SELECTED EXCERPT »

........

Another writer, Origen, said that it also is synonym with hupsoō, which means to exalt or lift on high. Lift on high Your name, exalt Your name, honor Your name, glorify Your name, may Your name be elevated as sacred. That’s a very, very basic part of prayer. Lord, whatever honors You, whatever glorifies You, whatever exalts Your name, whatever lifts You up. See, that’s the antithesis to the kind of praying that’s so popular today which says lift me up, give me this, give me that, make me prosper, make me successful.
The whole idea is...God, may You prosper, may You be glorified, whatever that means. The name of God, Elohim, creator. The name of God, El Elyon, God Most high; Jehovah, meaning I am that I am; Jehovah-Jireh, the Lord will provide; Jehovah-Nissi, the Lord our banner; Jehovah-Rapha, the Lord that heals; Jehovah-Shalom, the Lord our peace; Jehovah-Roi, the Lord our Shepherd; Jehovah-Tsidkenu, the Lord our righteousness; Jehovah-Tsabaoth, the Lord of hosts; Jehovah-Shammah, the Lord is present; Jehovah- Mekaddishkem, the Lord who sanctifies. All that He is is wrapped up in all of His name. And when we say “hallowed be Thy name,” we are saying God be glorified.
The purpose of every prayer you ever offer is that God be glorified, exalted, honored, lifted up, whatever way He can be. And this, by the way is a protection against abusing the sentimentalism of “Father.” To say “Our Father” and “our Father” alone might be a little bit dangerous. You might overuse that idea of father. And then Abba Father, papa, daddy, you might understand that intimacy but not understand the balancing. And the balancing is, “Yes, You are my loving Father, but hallowed be Your holy name.”
No Jew would ever say “Father” without adding something. So in the prayers of the Jews, here are some examples, “O Lord, Father and ruler of my life; O Lord, Father and God of my life; O Father, King of great power Most High, Almighty God.” And the famous daily prayers of the Shemini Atzeret, “O Father, O King, O Lord,” the fatherhood always balanced with those which represent His awesomeness.
On the Day of Atonement there are ten penitential days that surround that one day. And the Jews pray the great “Avinu Malkeinu, which is the Our Father, our King, and they pray it 44 times, “Our Father, our King…Our Father, Our King.” If you only know God as Father, you might lose a little bit of balance. God is also your King. And He has a holy place and He deserves that holy place and His name is to be lifted up and exalted in every way.
Now how do you do that? How do you pray in such a way as to exalt God’s name? By simply praying for His glory to be done, for His glory to be accomplished, for His honor. My prayer is, God, that You would do this if it brings You glory. You might be praying about a child. You might be praying about a situation in your family. You might be praying about a job. You might be praying about a physical problem. Lord, whatever will bring You glory, do that, do that. Whatever will lift Your name, whatever will cause You to be glorious, to be exalted, whatever will draw people to see You as the true God. That’s the issue.

........

SUPPLIED INFORMATION »
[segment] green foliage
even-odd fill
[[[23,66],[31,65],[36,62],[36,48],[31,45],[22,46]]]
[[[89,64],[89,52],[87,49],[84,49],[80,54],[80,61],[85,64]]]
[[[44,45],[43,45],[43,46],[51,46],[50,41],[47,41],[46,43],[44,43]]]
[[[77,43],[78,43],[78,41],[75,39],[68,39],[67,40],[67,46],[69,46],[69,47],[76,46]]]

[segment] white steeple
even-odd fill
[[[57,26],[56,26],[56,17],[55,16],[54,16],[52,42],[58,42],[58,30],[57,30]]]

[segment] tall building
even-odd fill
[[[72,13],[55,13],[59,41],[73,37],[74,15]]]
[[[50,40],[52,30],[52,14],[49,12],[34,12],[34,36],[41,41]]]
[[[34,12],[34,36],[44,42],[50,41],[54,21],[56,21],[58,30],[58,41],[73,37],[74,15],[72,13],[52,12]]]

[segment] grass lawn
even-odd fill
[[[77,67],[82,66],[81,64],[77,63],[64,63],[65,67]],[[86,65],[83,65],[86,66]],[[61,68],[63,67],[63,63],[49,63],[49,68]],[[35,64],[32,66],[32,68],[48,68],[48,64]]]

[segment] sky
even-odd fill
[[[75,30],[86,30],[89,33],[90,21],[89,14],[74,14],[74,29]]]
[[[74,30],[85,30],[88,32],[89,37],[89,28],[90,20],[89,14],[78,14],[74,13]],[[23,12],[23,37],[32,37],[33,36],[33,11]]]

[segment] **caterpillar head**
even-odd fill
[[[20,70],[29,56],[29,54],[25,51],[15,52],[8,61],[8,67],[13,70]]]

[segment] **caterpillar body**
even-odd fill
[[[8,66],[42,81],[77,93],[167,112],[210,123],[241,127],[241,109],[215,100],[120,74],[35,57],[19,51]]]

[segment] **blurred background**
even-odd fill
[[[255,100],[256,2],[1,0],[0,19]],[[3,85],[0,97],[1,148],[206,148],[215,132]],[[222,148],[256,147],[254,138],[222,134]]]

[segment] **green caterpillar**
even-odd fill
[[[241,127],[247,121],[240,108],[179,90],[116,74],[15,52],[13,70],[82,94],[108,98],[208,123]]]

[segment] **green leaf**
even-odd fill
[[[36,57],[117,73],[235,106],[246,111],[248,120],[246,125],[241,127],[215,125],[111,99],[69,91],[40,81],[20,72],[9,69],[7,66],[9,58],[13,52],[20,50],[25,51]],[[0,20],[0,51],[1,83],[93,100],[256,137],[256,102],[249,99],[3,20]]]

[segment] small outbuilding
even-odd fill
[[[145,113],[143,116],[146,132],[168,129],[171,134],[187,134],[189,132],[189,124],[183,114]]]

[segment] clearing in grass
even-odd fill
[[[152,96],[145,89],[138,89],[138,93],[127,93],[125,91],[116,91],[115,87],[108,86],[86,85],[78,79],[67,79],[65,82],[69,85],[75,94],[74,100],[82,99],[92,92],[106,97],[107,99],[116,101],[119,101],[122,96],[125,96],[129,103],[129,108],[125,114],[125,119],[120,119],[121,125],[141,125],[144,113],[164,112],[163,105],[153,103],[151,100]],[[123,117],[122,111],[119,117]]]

........

YOUR GOAL »
Answer these about the excerpt on prayer:
(a) Which word did Origen say is a synonym, and what does it mean?
(b) What does the name Jehovah-Rapha mean?
(c) How many times do the Jews pray the "Avinu Malkeinu"?

SOLVED PROBLEM »
(a) Hupsoō, meaning to exalt or lift on high.
(b) The Lord that heals.
(c) 44 times.